• Directive: Convert the items below into a single JSON list of strings, with one string for each line and no entries for blank lines.

• Entries supplied:
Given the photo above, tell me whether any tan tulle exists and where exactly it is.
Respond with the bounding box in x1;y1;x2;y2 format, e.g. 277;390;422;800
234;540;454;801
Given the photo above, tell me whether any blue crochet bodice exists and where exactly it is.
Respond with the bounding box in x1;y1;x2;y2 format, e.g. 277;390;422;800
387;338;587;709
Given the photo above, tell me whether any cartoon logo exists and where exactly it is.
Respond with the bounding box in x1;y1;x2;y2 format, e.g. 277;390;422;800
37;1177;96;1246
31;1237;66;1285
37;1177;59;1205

• Response to this exercise:
[
  "Given the photo above, tell me whether any tan tulle exists and where exactly it is.",
  "Respond with the bounding box in x1;y1;x2;y2 format, e.g. 277;390;422;800",
  "234;540;454;801",
  "Given the photo above, tell me whether any blue crochet bodice exists and where exactly it is.",
  "Respond with the bounding box in x1;y1;x2;y2 format, e.g. 277;390;422;800",
  "387;338;587;709",
  "Given the photo above, tell me whether any cartoon logo exists and where exactly it is.",
  "Respond with the bounding box in x1;y1;x2;y2 format, e.g. 277;390;422;800",
  "37;1177;96;1246",
  "31;1237;66;1285",
  "37;1177;59;1205"
]